◆ Brief
Reproduce the records below exactly, leaving out any pictures.

Items from a dataset
________________________________________

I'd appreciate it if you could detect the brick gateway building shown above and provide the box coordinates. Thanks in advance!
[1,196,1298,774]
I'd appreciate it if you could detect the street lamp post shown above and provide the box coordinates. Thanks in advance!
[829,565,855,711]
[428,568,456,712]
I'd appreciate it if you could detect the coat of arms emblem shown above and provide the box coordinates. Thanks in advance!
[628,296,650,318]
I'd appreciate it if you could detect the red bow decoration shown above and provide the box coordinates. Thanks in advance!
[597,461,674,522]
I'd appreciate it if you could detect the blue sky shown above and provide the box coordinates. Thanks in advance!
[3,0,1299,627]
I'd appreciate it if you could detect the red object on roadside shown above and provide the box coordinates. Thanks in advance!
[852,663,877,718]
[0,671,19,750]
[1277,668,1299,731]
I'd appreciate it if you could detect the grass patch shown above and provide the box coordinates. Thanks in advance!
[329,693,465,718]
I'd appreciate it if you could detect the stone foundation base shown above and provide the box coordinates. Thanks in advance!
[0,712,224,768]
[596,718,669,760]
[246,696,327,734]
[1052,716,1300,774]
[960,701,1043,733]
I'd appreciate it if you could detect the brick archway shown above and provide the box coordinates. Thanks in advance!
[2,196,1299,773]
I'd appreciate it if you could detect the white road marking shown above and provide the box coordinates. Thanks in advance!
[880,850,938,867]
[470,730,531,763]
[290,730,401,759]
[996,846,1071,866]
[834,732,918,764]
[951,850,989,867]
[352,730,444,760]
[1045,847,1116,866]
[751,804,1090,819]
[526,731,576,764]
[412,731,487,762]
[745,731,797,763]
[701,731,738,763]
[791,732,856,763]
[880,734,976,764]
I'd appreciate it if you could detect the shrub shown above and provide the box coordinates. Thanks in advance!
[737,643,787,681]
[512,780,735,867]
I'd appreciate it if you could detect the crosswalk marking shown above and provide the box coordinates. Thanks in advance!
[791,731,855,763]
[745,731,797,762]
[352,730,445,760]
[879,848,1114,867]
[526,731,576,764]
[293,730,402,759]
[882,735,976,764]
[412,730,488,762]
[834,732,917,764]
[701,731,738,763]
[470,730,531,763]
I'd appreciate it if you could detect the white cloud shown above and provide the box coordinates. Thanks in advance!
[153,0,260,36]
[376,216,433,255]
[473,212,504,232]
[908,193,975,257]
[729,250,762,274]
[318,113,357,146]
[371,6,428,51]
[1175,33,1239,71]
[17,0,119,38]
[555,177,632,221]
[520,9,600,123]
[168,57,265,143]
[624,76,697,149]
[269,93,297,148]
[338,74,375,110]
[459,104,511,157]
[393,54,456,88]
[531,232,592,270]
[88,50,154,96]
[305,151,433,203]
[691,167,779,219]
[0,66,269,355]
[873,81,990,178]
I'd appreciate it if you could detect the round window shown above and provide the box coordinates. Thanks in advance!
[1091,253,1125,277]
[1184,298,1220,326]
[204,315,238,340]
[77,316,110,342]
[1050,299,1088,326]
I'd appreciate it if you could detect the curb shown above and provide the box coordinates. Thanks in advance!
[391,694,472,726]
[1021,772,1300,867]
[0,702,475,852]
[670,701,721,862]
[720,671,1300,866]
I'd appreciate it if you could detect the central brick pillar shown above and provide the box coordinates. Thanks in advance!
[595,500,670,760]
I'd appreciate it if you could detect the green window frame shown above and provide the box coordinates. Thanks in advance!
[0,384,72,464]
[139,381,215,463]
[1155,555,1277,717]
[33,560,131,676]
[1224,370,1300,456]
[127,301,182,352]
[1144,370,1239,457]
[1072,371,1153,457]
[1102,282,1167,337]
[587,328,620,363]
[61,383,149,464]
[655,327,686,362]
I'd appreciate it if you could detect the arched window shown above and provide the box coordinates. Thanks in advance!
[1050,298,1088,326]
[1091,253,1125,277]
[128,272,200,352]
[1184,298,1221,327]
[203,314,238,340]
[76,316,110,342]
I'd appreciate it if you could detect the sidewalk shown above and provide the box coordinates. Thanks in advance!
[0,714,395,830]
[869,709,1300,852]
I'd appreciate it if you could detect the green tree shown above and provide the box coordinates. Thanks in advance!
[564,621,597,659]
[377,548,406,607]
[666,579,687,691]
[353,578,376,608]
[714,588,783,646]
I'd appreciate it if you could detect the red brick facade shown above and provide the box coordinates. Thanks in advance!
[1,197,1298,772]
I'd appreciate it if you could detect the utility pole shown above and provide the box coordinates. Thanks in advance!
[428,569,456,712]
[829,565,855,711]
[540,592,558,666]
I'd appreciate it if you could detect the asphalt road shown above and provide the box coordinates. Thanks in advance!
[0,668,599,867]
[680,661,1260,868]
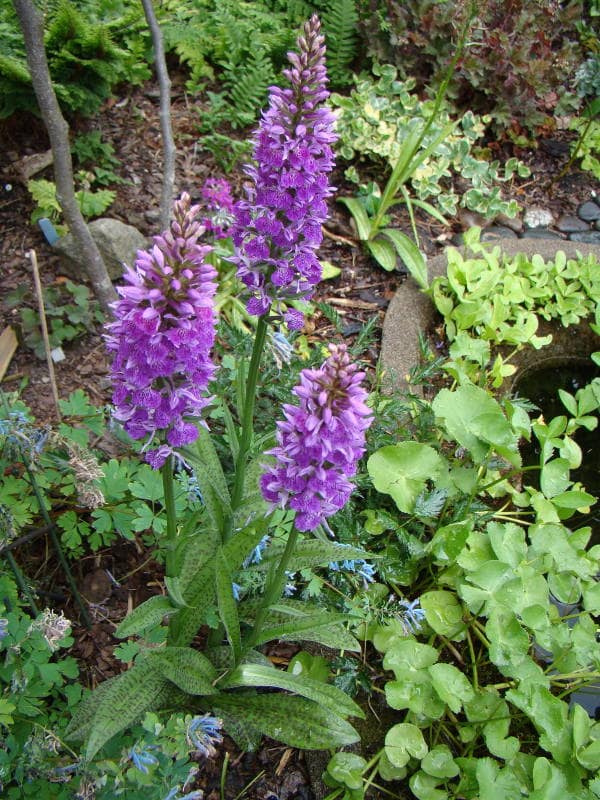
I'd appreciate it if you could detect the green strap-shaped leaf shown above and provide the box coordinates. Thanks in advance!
[215,548,241,662]
[254,540,371,573]
[83,659,172,760]
[205,646,272,671]
[177,520,221,595]
[223,663,364,720]
[238,598,359,651]
[255,612,355,648]
[212,690,360,749]
[168,559,217,647]
[182,424,231,509]
[170,524,269,647]
[146,647,218,694]
[65,676,120,743]
[338,196,372,240]
[382,228,428,290]
[115,595,177,639]
[367,237,397,271]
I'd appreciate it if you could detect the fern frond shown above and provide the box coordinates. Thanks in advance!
[322,0,359,89]
[223,49,276,128]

________________________________________

◆ Solved problem
I'd appreciate it if you could detect the brick gateway building shown above and provide the box coordinates. Thanks in advance!
[1,196,1298,774]
I'd appreciate it if you could detect the street lamp post shown above and provide the box coordinates. Thanks in advance!
[829,565,855,711]
[428,568,456,712]
I'd appreciate it if you could detect the coat of arms emblem shown above and provide the box coordinates. Thanks in advance!
[628,296,650,318]
I'd appreciate it if you could detect the red bow decoration shown above and provide the box coordinates. Thanks in advance!
[597,461,674,522]
I'd appreciate it if you could detect the blue sky shown above and provide the box coordinates. Thanks in advance!
[3,0,1299,627]
I'd appreciate it if you could detect the red object on roadside shown above and provide the box coordinates. Thanks in advance!
[852,663,877,718]
[0,671,19,750]
[1277,668,1299,731]
I'd appreciate it if you could detect the grass patch shown above and provide the box coordinates. Thanks in advance!
[329,693,465,718]
I'd appreciate it if you could detect the stone foundation base shown above and provide the box coordinates. Thanks in advance!
[0,712,224,768]
[596,718,669,760]
[246,696,327,734]
[1052,716,1300,774]
[960,701,1043,733]
I'd appreciate it if you could detect the brick archway shown above and provide the box coordinates. Thanks in advance!
[2,196,1299,773]
I'd appreciate it if you could detect the white road marking shown above and provide the box coordinates. Thanks in advance!
[880,850,938,867]
[470,730,531,763]
[290,730,401,759]
[996,846,1071,866]
[834,732,918,764]
[951,850,989,867]
[352,730,444,760]
[1045,847,1116,866]
[751,804,1090,819]
[526,731,576,764]
[412,731,487,762]
[745,731,797,763]
[701,731,738,763]
[791,732,856,763]
[880,734,976,764]
I'd appreciate it if you could detect the shrub shown above and provide the box coordinates. Thanks in advance!
[737,643,787,681]
[512,780,735,867]
I'd appreciate it if you could detect the crosswalk marking shown above and provide the box coordinates. Thanks in advance!
[791,731,855,763]
[745,731,797,762]
[352,730,445,760]
[879,848,1114,867]
[526,731,576,764]
[293,730,402,759]
[882,735,976,764]
[412,730,488,762]
[834,732,917,764]
[701,731,738,763]
[470,730,531,763]
I'd appreciate it if you could detect the white cloud shown above and provide the box coordinates. Thanks in advance!
[153,0,260,36]
[376,216,433,255]
[473,212,504,232]
[908,193,975,257]
[729,250,762,274]
[318,113,357,146]
[371,6,428,51]
[1175,33,1239,71]
[17,0,119,38]
[555,177,632,221]
[520,9,600,123]
[168,57,265,143]
[624,76,697,149]
[269,93,297,148]
[338,74,375,110]
[459,104,511,157]
[393,54,456,88]
[531,232,592,270]
[88,50,154,96]
[305,151,433,203]
[691,167,779,219]
[0,66,269,355]
[873,81,990,178]
I'd appreciate it if you could detect the round window shown above and provide the box coordinates. Thanks in advance!
[1091,253,1125,277]
[1184,298,1220,326]
[204,315,238,340]
[77,316,110,342]
[1050,299,1088,326]
I'd appreciate it if you could detect the curb shown above and provide the box coordinates. Thanks in advance!
[391,694,472,726]
[1021,772,1300,867]
[0,702,475,852]
[670,701,721,862]
[720,671,1300,866]
I'd appreciate it if you could detect the central brick pillar shown above and provide the box coordinates. Thanks in advance!
[595,500,670,760]
I'd appreciate it if you could detect the green window frame shown above and provide the box coordinates. Thanks in advance!
[0,384,72,464]
[139,381,215,463]
[1155,555,1277,717]
[33,560,131,676]
[1224,370,1300,456]
[127,301,182,352]
[1144,370,1239,457]
[1072,371,1153,457]
[1102,282,1167,337]
[587,328,620,363]
[61,383,149,464]
[655,327,686,362]
I'd appreciate it if you could detect the arched window shown above and provide the box coordinates. Thanks in advance!
[1050,298,1088,326]
[1091,253,1125,277]
[128,272,200,352]
[1184,298,1221,327]
[203,314,238,340]
[76,316,110,342]
I'd appreciate it if you could detect the sidewalk shown above and provide the box coordinates. Thanks in advance!
[0,714,395,830]
[869,709,1300,852]
I'd appreciate it if you could detect the green tree shown above and provide the box coordinates. Thanks in advance!
[564,621,597,659]
[377,548,406,607]
[666,579,687,691]
[353,578,376,608]
[714,588,783,646]
I'd appreciate it if you could detect the red brick facade shown above and provide the box coordinates. Thanks in advance!
[1,197,1298,772]
I'd appreciate it if you could detect the utility pole shown above and provide the box coordinates. Thanks in advance!
[428,569,456,712]
[829,565,855,711]
[540,592,558,666]
I'd appreciate it if you could detect the asphalt road shown above and provide the box coordinates. Thanks in advance!
[0,668,599,867]
[680,661,1260,868]
I'd appreciate it if you could detect the green strap-shaped leaf shown above and provide the box coordinates. Thanks in advance!
[215,548,241,662]
[254,540,371,573]
[83,659,172,760]
[205,646,272,671]
[177,520,221,595]
[223,663,364,720]
[238,598,359,651]
[255,612,355,648]
[212,690,360,749]
[168,559,217,647]
[182,424,231,509]
[170,524,269,647]
[146,647,218,694]
[65,676,120,743]
[338,196,372,240]
[382,228,428,290]
[115,595,177,639]
[367,237,397,271]
I'd appreciate it if you could detect the fern frond shown above and provide the box coordinates. Thanks in advance!
[322,0,359,89]
[223,49,276,128]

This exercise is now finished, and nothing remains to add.